Problem details: Copy out the listing below line for line without any change, omitting the pictures.

Image boundary labeling items
******

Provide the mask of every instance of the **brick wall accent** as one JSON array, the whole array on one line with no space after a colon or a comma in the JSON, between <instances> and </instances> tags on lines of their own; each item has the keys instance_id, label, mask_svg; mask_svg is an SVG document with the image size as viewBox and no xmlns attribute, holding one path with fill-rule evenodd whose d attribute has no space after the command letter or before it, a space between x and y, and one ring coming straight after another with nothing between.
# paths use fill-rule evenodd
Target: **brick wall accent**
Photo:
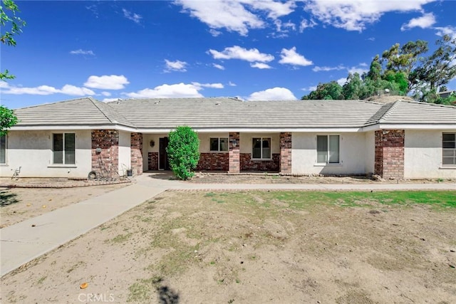
<instances>
[{"instance_id":1,"label":"brick wall accent","mask_svg":"<svg viewBox=\"0 0 456 304\"><path fill-rule=\"evenodd\" d=\"M273 154L271 160L252 160L251 153L241 153L241 171L264 171L278 172L280 154Z\"/></svg>"},{"instance_id":2,"label":"brick wall accent","mask_svg":"<svg viewBox=\"0 0 456 304\"><path fill-rule=\"evenodd\" d=\"M404 178L403 130L380 130L375 134L374 173L384 179Z\"/></svg>"},{"instance_id":3,"label":"brick wall accent","mask_svg":"<svg viewBox=\"0 0 456 304\"><path fill-rule=\"evenodd\" d=\"M291 132L280 133L280 172L291 173Z\"/></svg>"},{"instance_id":4,"label":"brick wall accent","mask_svg":"<svg viewBox=\"0 0 456 304\"><path fill-rule=\"evenodd\" d=\"M229 153L201 153L197 170L227 172L229 163Z\"/></svg>"},{"instance_id":5,"label":"brick wall accent","mask_svg":"<svg viewBox=\"0 0 456 304\"><path fill-rule=\"evenodd\" d=\"M96 149L101 152L97 153ZM118 177L119 170L119 132L115 130L92 130L92 171L105 177Z\"/></svg>"},{"instance_id":6,"label":"brick wall accent","mask_svg":"<svg viewBox=\"0 0 456 304\"><path fill-rule=\"evenodd\" d=\"M130 140L130 167L133 175L140 175L142 174L142 133L132 132Z\"/></svg>"},{"instance_id":7,"label":"brick wall accent","mask_svg":"<svg viewBox=\"0 0 456 304\"><path fill-rule=\"evenodd\" d=\"M158 170L158 152L147 153L147 169Z\"/></svg>"},{"instance_id":8,"label":"brick wall accent","mask_svg":"<svg viewBox=\"0 0 456 304\"><path fill-rule=\"evenodd\" d=\"M233 142L236 141L236 147L234 147ZM240 159L239 159L239 133L229 133L229 173L239 173Z\"/></svg>"}]
</instances>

******

Task solution:
Provide the mask of every instance of the **brick wall accent** as one JSON array, the whole array on one line with no space after a colon or a comma in the JSON, between <instances> and </instances> tags on lines of their own; each item has the keys instance_id, label, mask_svg; mask_svg is an SVG document with the image size as viewBox and no xmlns attribute, holding one path with fill-rule evenodd whose d attribute has no space after the command letter or before it, a space between x and y, and one ring coming straight after another with nothing between.
# paths use fill-rule evenodd
Target: **brick wall accent**
Photo:
<instances>
[{"instance_id":1,"label":"brick wall accent","mask_svg":"<svg viewBox=\"0 0 456 304\"><path fill-rule=\"evenodd\" d=\"M273 154L271 160L252 160L251 153L241 153L241 171L264 171L278 172L280 154Z\"/></svg>"},{"instance_id":2,"label":"brick wall accent","mask_svg":"<svg viewBox=\"0 0 456 304\"><path fill-rule=\"evenodd\" d=\"M404 178L403 130L380 130L375 134L374 173L384 179Z\"/></svg>"},{"instance_id":3,"label":"brick wall accent","mask_svg":"<svg viewBox=\"0 0 456 304\"><path fill-rule=\"evenodd\" d=\"M291 132L280 133L280 172L291 173Z\"/></svg>"},{"instance_id":4,"label":"brick wall accent","mask_svg":"<svg viewBox=\"0 0 456 304\"><path fill-rule=\"evenodd\" d=\"M229 153L201 153L197 170L227 172L229 163Z\"/></svg>"},{"instance_id":5,"label":"brick wall accent","mask_svg":"<svg viewBox=\"0 0 456 304\"><path fill-rule=\"evenodd\" d=\"M96 149L101 152L97 153ZM118 177L119 170L119 132L115 130L92 130L92 171L105 177Z\"/></svg>"},{"instance_id":6,"label":"brick wall accent","mask_svg":"<svg viewBox=\"0 0 456 304\"><path fill-rule=\"evenodd\" d=\"M130 140L130 167L133 175L140 175L142 174L142 133L132 132Z\"/></svg>"},{"instance_id":7,"label":"brick wall accent","mask_svg":"<svg viewBox=\"0 0 456 304\"><path fill-rule=\"evenodd\" d=\"M158 170L158 152L147 153L147 169Z\"/></svg>"},{"instance_id":8,"label":"brick wall accent","mask_svg":"<svg viewBox=\"0 0 456 304\"><path fill-rule=\"evenodd\" d=\"M233 142L236 141L236 147L234 147ZM240 159L239 159L239 133L229 133L229 173L239 173Z\"/></svg>"}]
</instances>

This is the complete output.